- _Input data_:
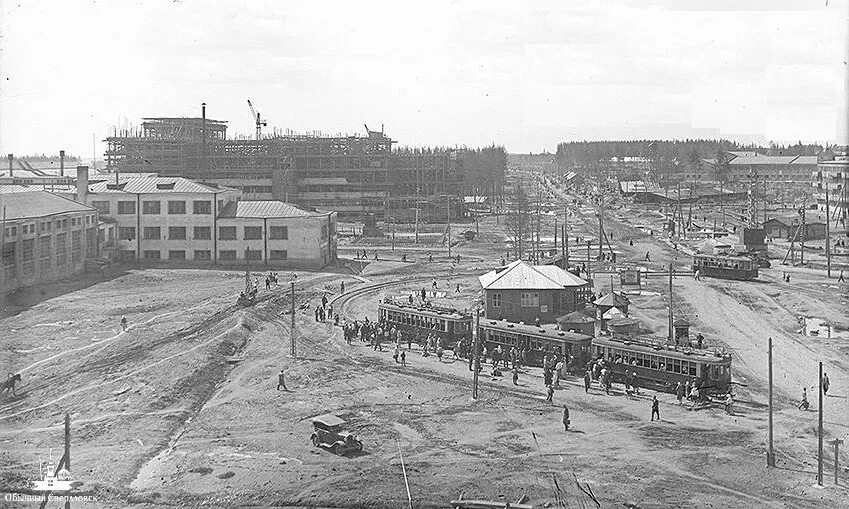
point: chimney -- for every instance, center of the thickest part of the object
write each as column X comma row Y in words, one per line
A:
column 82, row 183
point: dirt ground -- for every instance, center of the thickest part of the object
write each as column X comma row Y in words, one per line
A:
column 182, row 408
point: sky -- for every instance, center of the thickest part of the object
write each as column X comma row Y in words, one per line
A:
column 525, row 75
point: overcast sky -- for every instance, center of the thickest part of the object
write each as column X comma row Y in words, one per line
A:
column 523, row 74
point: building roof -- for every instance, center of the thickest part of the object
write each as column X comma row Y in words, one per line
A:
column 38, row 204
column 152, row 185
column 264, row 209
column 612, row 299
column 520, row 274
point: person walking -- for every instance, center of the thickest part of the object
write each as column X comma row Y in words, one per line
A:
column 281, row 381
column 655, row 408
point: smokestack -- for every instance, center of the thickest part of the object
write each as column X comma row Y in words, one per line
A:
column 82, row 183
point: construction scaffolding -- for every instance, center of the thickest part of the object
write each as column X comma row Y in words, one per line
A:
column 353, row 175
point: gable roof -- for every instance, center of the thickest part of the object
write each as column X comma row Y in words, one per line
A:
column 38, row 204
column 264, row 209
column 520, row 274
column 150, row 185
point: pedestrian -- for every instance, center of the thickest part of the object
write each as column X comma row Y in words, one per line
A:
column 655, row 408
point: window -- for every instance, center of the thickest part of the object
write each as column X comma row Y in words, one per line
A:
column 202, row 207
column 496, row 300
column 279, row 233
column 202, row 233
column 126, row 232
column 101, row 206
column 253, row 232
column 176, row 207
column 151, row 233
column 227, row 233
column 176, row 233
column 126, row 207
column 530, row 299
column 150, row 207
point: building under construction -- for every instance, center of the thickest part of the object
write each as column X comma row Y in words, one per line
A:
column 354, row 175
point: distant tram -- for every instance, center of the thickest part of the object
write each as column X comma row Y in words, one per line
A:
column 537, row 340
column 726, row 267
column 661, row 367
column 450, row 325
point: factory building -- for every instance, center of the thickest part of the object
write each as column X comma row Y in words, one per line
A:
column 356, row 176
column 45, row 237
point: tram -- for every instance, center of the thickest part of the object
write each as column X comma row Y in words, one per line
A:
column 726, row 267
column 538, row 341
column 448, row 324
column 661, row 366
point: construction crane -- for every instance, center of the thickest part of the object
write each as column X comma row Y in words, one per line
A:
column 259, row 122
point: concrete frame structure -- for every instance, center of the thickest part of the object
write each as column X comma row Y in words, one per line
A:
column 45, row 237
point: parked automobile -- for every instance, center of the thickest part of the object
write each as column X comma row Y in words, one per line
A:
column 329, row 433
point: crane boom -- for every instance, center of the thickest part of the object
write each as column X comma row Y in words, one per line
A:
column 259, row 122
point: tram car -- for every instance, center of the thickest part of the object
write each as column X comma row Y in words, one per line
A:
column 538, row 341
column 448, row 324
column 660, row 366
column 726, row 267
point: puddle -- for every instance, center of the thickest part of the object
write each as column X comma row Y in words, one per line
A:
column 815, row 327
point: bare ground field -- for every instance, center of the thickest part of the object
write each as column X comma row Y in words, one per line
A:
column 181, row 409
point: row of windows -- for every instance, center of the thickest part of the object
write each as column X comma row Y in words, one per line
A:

- _Action item_: After removing the pictures, set down every record above exactly as it stands.

- _Worked solution_:
point: chimney -- for every instance, center of the thickest part of the object
write each as column X comma row Y in words, one per line
A:
column 82, row 183
point: dirt ground -- for every instance, center of the thickest part of the object
write each as column X comma row Y in words, one per line
A:
column 182, row 408
point: sky -- for every instance, center of the thickest part of the object
write each as column X comma row Y in words, one per line
A:
column 525, row 75
point: overcast sky -- for every instance, center of the thickest part of the object
write each as column X comma row Y in words, one per line
A:
column 523, row 74
point: building roof -- for every instance, center of the thickest part of the object
write each as column X comma row Y in words, one per line
A:
column 38, row 204
column 152, row 185
column 264, row 209
column 612, row 299
column 520, row 274
point: person walking -- for every instance, center of the thickest part of the object
write each as column X comma row Y in words, one per line
A:
column 281, row 381
column 655, row 408
point: smokestack -- for every instance, center of the thickest part of the object
write each as column X comma row Y in words, one per line
A:
column 82, row 183
point: construction scaffolding -- for every instance, center of the thickest part of the object
write each as column X comma row Y in words, one per line
A:
column 353, row 175
point: gable roof -- for every instance, center of the thickest part of the object
write each as column X comma row Y in words, one per line
A:
column 38, row 204
column 264, row 209
column 520, row 274
column 150, row 185
point: pedestrian -- for every instance, center of the thickest part of the object
write each as column X comma row Y in words, one per line
A:
column 655, row 408
point: window -- for every instance, center of the thickest part of the object
write each as column X comma row Y in words, one per line
A:
column 202, row 207
column 496, row 300
column 279, row 233
column 202, row 233
column 126, row 232
column 101, row 206
column 253, row 232
column 176, row 207
column 151, row 233
column 227, row 233
column 176, row 233
column 126, row 207
column 530, row 299
column 150, row 207
point: building under construction -- for every instance, center of the thickest part of the object
write each as column X comma row Y in words, one per line
A:
column 354, row 175
point: distant tram -- for every instance, center of the thickest part of the object
write each as column X comma row Y in words, one per line
A:
column 537, row 340
column 726, row 267
column 661, row 367
column 450, row 325
point: factory building -- for every instance, center of the thickest part of the object
write each as column X comma row Y in words, one per line
A:
column 356, row 176
column 45, row 237
point: tram -- for every instance, center of the thickest part of the object
write each as column X comma row Y in words, one per line
A:
column 726, row 267
column 538, row 341
column 448, row 324
column 661, row 366
point: construction crane -- for every instance, center of the thickest part of the object
write each as column X comma row Y in words, one per line
A:
column 259, row 122
point: concrete frame structure -- for every instance, center of the thickest part of the object
write each as column X comma row Y in words, one per line
A:
column 45, row 237
point: parked automobile -- for every instance, center of the thickest part of the object
write each as column X comma row Y in words, one per line
A:
column 329, row 433
point: crane boom -- for every instance, center of the thickest part of the object
write each as column X comma row Y in words, one per line
A:
column 259, row 122
point: tram car -- for every instance, center of the thickest part of the object
write each as column X comma row Y in words, one per line
A:
column 538, row 341
column 448, row 324
column 660, row 366
column 726, row 267
point: puddle -- for every instance, center of the thickest part of the object
write each as column X comma row Y in words, one per line
A:
column 815, row 327
point: bare ground field -- for every instance, center of the thickest part of the object
write each as column X comma row Y in words, one per line
A:
column 181, row 409
point: row of windows -- for every instance, center of the thickest part of the object
write each as column X comma row Y in words, one per line
A:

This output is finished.